> Your goal: Below are the entries to work from; restate word for word the portion that opens with the line containing "Target: beige carpet" and closes with the line containing "Check that each instance of the white sectional", keeping both.

Start of Data for the task

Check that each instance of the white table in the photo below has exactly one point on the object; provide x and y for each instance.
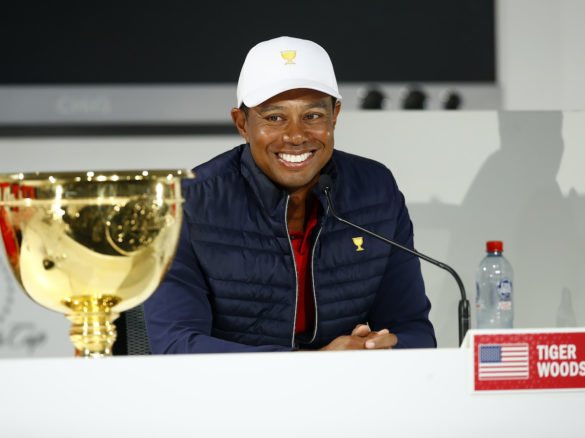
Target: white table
(393, 393)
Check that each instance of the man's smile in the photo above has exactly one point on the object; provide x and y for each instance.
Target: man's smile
(295, 160)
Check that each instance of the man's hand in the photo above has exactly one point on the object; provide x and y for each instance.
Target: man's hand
(363, 338)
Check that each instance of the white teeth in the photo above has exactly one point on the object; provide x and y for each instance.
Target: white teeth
(295, 158)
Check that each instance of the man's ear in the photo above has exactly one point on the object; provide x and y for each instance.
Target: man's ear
(239, 118)
(336, 110)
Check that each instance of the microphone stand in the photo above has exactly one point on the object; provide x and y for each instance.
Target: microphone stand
(463, 312)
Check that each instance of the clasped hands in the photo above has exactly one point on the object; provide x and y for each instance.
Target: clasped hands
(363, 338)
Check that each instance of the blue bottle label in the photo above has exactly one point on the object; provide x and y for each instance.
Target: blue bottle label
(505, 290)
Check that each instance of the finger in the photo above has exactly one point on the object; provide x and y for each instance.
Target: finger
(387, 340)
(372, 335)
(361, 330)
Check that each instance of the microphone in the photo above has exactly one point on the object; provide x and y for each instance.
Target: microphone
(325, 185)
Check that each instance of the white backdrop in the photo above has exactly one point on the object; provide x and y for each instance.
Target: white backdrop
(468, 177)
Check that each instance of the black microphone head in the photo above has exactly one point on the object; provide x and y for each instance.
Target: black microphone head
(325, 183)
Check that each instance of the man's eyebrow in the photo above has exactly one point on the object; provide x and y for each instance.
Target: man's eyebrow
(265, 109)
(322, 105)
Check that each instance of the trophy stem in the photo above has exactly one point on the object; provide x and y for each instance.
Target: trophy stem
(93, 332)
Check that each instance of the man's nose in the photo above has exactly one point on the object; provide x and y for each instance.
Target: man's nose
(294, 133)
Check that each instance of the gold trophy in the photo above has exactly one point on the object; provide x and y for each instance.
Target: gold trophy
(91, 245)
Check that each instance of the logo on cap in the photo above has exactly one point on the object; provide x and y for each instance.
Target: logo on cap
(288, 55)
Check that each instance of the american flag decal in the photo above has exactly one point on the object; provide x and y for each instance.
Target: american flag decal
(503, 361)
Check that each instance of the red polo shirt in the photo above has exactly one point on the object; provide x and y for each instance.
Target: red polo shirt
(302, 245)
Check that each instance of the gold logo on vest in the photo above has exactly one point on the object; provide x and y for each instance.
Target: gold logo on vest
(288, 55)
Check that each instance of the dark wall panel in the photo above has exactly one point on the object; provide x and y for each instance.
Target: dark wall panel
(193, 41)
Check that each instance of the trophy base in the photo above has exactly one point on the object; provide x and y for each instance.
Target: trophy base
(93, 332)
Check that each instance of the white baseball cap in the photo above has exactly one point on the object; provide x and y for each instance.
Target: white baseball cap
(283, 64)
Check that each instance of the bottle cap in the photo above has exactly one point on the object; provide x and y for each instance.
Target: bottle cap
(494, 246)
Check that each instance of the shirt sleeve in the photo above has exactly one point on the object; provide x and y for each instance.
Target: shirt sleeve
(178, 315)
(401, 304)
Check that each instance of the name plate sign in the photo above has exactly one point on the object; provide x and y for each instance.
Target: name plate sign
(528, 359)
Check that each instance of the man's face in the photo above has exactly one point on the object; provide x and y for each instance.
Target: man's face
(290, 135)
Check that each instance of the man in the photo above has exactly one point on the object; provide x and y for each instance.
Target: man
(261, 264)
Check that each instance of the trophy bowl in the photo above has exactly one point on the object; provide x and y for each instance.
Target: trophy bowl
(91, 244)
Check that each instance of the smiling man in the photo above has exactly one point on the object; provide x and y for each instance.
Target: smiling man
(261, 263)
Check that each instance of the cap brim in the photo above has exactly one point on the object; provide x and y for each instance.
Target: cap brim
(268, 91)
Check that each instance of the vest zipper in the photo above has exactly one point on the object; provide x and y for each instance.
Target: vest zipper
(313, 276)
(296, 272)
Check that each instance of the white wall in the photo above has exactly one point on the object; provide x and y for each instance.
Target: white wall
(541, 54)
(468, 177)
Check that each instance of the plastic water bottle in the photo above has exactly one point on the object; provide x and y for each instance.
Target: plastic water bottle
(494, 281)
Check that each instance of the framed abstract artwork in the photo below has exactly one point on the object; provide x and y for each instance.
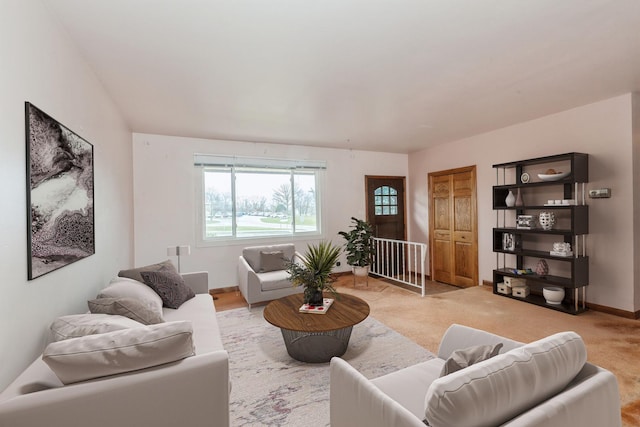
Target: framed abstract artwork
(60, 209)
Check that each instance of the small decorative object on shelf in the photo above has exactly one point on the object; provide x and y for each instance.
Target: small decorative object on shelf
(553, 294)
(521, 271)
(542, 269)
(519, 201)
(547, 220)
(510, 201)
(520, 291)
(561, 249)
(526, 222)
(317, 309)
(508, 242)
(514, 281)
(504, 289)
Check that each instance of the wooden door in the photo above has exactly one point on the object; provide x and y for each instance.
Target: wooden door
(385, 206)
(453, 226)
(386, 213)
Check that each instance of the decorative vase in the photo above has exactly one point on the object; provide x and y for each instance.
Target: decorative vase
(510, 200)
(313, 297)
(546, 220)
(519, 201)
(542, 269)
(361, 271)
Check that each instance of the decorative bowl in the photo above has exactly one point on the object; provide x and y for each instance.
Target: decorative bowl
(553, 294)
(553, 177)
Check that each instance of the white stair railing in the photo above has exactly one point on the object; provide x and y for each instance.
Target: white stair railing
(401, 261)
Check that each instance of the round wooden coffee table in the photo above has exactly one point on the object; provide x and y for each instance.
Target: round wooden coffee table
(316, 338)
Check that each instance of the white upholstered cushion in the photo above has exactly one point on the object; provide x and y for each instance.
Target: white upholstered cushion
(79, 325)
(122, 287)
(253, 256)
(494, 391)
(93, 356)
(409, 386)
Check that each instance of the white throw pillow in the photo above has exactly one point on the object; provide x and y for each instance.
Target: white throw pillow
(493, 391)
(94, 356)
(122, 287)
(79, 325)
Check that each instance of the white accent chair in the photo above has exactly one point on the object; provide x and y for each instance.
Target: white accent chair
(259, 279)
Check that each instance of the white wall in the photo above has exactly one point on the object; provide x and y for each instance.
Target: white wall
(39, 65)
(636, 193)
(165, 200)
(604, 131)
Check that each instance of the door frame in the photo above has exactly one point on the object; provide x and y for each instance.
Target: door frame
(404, 198)
(430, 175)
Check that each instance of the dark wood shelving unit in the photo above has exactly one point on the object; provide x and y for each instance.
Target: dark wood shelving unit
(573, 230)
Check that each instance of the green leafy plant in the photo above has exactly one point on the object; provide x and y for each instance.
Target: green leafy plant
(313, 270)
(360, 247)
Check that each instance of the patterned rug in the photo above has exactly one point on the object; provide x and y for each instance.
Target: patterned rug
(271, 389)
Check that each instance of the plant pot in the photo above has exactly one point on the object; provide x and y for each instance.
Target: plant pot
(313, 297)
(361, 271)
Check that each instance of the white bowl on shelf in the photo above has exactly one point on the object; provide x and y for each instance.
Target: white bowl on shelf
(553, 294)
(554, 176)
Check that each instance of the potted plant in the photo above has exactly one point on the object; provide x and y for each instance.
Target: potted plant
(313, 271)
(360, 247)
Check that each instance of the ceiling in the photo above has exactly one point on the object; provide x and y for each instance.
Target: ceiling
(380, 75)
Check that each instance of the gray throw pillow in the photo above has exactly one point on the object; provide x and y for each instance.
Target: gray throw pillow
(460, 359)
(170, 286)
(134, 273)
(129, 307)
(272, 261)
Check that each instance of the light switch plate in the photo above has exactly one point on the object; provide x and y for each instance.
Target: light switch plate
(600, 193)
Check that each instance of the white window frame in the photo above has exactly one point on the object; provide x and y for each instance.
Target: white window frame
(205, 162)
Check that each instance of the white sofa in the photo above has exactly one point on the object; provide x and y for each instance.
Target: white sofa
(259, 284)
(193, 391)
(546, 383)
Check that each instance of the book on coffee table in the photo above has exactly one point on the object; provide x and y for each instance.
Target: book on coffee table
(319, 309)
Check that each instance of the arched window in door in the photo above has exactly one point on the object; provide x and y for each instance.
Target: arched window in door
(386, 201)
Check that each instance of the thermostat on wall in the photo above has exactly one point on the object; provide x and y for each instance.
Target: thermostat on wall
(601, 193)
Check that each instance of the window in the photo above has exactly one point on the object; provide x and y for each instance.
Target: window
(386, 201)
(254, 198)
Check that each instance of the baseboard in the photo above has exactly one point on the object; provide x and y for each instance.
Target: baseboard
(597, 307)
(223, 290)
(615, 311)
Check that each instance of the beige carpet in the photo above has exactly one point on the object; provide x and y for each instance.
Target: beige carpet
(612, 342)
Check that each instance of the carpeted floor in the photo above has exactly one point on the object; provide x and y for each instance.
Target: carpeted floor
(271, 389)
(612, 342)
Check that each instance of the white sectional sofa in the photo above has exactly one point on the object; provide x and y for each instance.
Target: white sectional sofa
(261, 273)
(191, 392)
(546, 383)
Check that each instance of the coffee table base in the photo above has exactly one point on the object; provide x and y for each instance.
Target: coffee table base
(316, 347)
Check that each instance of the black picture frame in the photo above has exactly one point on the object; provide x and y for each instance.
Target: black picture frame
(60, 194)
(509, 242)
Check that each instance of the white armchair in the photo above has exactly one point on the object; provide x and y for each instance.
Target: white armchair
(262, 275)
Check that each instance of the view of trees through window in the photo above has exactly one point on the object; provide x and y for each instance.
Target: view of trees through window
(261, 203)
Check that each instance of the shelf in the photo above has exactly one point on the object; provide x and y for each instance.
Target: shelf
(563, 282)
(540, 301)
(578, 216)
(540, 254)
(579, 165)
(574, 220)
(556, 231)
(532, 207)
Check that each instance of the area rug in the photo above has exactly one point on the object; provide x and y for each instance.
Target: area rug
(271, 389)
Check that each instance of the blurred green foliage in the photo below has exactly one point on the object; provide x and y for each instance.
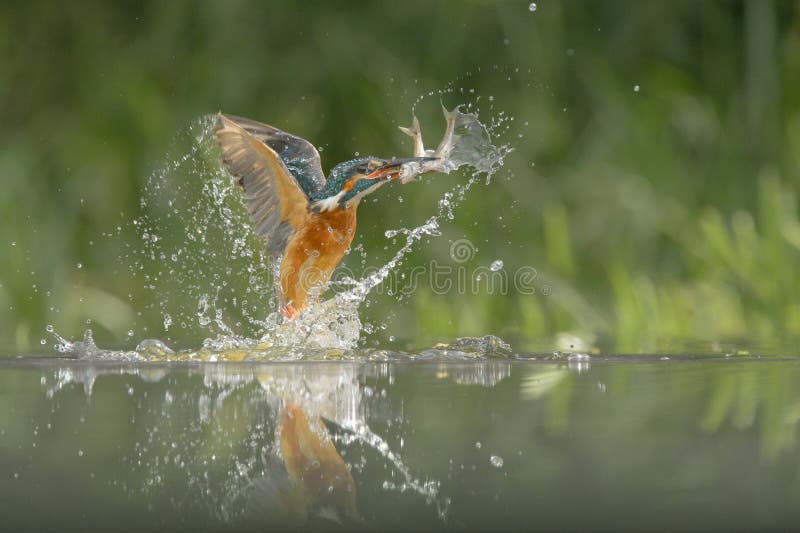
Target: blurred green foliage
(652, 183)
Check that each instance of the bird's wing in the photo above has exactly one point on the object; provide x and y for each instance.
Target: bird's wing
(277, 203)
(299, 155)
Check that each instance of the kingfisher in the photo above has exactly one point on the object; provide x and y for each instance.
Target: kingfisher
(306, 220)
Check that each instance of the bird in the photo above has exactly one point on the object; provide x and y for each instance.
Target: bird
(308, 220)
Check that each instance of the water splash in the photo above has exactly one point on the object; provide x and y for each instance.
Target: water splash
(197, 245)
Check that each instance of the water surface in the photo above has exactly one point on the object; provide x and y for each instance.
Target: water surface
(445, 442)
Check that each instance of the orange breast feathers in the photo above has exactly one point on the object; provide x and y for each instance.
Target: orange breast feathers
(312, 254)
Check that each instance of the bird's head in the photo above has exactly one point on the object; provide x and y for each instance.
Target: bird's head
(352, 180)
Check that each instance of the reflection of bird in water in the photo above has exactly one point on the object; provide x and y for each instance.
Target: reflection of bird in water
(312, 483)
(306, 481)
(304, 217)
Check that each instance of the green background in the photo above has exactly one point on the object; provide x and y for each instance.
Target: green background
(657, 219)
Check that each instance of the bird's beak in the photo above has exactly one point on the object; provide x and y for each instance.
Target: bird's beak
(392, 167)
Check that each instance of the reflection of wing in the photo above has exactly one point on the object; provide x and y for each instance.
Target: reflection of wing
(299, 155)
(277, 203)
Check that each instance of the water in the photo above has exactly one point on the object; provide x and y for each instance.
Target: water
(448, 442)
(266, 425)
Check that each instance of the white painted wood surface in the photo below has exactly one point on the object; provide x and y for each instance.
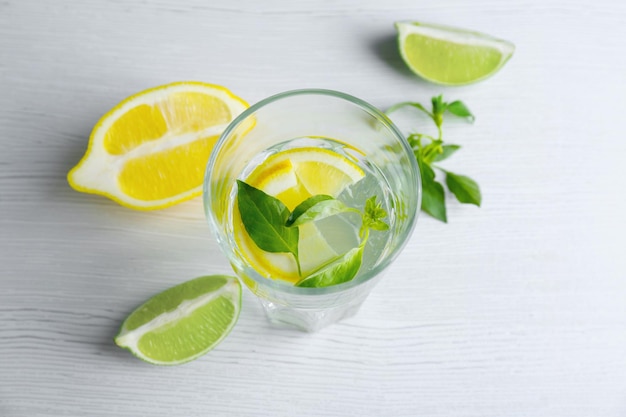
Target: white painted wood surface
(514, 309)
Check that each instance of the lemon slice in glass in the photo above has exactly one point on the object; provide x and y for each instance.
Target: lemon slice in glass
(292, 176)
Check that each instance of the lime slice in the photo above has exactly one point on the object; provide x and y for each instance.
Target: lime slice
(451, 56)
(292, 176)
(183, 322)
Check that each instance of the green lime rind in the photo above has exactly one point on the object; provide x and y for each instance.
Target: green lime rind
(184, 322)
(451, 56)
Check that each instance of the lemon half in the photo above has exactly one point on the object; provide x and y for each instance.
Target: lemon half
(150, 151)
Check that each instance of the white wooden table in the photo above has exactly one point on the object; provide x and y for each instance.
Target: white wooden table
(514, 309)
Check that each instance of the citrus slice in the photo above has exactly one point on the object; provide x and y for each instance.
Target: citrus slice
(151, 150)
(451, 56)
(292, 176)
(183, 322)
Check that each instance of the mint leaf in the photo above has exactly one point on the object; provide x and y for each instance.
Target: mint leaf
(465, 189)
(316, 208)
(343, 269)
(433, 196)
(373, 215)
(448, 150)
(264, 217)
(458, 108)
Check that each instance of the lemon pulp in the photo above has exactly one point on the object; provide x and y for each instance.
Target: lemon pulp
(292, 176)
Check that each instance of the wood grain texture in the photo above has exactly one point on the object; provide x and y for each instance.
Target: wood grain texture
(514, 309)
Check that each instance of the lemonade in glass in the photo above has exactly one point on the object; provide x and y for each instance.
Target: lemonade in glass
(311, 194)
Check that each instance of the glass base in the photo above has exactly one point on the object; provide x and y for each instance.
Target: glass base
(308, 320)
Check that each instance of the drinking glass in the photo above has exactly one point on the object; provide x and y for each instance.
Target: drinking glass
(312, 113)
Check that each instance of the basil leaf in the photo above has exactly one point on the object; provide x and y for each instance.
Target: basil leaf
(458, 108)
(316, 208)
(373, 215)
(433, 196)
(264, 218)
(439, 107)
(379, 225)
(341, 270)
(465, 189)
(448, 150)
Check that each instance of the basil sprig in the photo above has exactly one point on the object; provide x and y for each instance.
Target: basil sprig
(428, 150)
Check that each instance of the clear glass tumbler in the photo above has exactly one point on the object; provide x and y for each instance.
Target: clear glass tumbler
(312, 113)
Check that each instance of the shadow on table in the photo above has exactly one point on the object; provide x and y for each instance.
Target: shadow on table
(386, 49)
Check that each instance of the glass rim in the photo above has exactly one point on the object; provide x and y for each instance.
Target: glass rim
(276, 284)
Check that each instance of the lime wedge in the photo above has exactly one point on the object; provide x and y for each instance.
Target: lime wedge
(451, 56)
(183, 322)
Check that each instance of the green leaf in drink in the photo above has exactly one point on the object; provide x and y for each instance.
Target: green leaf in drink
(342, 269)
(273, 228)
(316, 208)
(264, 218)
(465, 189)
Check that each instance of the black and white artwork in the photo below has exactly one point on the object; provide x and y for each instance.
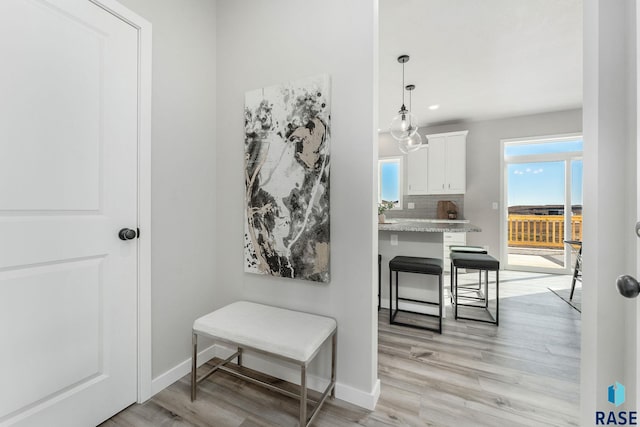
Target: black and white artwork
(287, 134)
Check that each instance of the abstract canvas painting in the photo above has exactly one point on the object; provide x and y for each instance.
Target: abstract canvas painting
(287, 135)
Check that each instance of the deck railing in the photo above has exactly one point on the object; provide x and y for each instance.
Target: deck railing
(541, 231)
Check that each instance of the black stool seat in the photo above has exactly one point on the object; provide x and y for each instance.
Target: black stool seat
(469, 249)
(477, 261)
(410, 264)
(420, 265)
(482, 262)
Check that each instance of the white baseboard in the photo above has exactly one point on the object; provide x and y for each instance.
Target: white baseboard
(163, 381)
(363, 399)
(272, 367)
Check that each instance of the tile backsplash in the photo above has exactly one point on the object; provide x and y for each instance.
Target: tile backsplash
(426, 206)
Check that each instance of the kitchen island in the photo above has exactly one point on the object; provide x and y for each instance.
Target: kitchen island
(419, 238)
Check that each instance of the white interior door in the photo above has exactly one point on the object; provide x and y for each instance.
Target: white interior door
(68, 184)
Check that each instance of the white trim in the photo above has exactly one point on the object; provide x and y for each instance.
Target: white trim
(363, 399)
(541, 139)
(144, 366)
(461, 132)
(181, 369)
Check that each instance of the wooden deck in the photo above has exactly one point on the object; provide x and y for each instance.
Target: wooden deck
(523, 373)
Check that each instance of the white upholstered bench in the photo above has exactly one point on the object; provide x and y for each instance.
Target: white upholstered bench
(289, 335)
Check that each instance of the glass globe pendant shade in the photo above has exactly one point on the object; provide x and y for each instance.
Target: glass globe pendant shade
(410, 144)
(402, 125)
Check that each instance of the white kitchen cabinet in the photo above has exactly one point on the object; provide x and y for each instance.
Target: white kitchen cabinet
(417, 172)
(447, 163)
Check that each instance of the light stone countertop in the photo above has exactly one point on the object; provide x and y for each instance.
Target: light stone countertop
(429, 225)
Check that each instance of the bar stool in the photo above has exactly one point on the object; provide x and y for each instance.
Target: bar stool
(482, 263)
(418, 265)
(470, 250)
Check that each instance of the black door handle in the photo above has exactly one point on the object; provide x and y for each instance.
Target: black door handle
(127, 234)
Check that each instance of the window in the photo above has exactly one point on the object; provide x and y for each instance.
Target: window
(390, 180)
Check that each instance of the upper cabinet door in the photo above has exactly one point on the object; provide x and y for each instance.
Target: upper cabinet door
(456, 164)
(436, 170)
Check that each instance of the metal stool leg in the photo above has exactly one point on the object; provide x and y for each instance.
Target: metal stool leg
(194, 365)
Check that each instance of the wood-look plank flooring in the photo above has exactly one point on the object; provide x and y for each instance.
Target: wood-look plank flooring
(523, 373)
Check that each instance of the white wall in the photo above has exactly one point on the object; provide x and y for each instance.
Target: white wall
(264, 43)
(609, 322)
(483, 162)
(183, 178)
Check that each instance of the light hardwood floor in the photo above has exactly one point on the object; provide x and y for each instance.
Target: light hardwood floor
(523, 373)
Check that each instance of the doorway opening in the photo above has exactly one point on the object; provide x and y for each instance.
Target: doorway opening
(542, 193)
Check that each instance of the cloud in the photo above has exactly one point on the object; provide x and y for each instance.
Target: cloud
(528, 170)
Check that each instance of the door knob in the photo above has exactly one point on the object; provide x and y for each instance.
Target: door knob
(628, 286)
(127, 234)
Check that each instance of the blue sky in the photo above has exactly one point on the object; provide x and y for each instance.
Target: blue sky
(542, 183)
(389, 181)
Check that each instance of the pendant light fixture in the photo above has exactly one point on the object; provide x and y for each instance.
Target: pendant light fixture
(413, 142)
(402, 125)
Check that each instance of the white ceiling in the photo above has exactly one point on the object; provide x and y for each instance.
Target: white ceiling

End of Data for the task

> Solution to this problem:
Target: beige carpet
(612, 342)
Check that each instance of the carpeted floor in the photo above has exactly one point on the object; provide x and y for each instance.
Target: carpeted floor
(271, 389)
(612, 342)
Check that each instance of the white sectional sofa in the photo above has exactly one point on the object; provide x and y for each instance.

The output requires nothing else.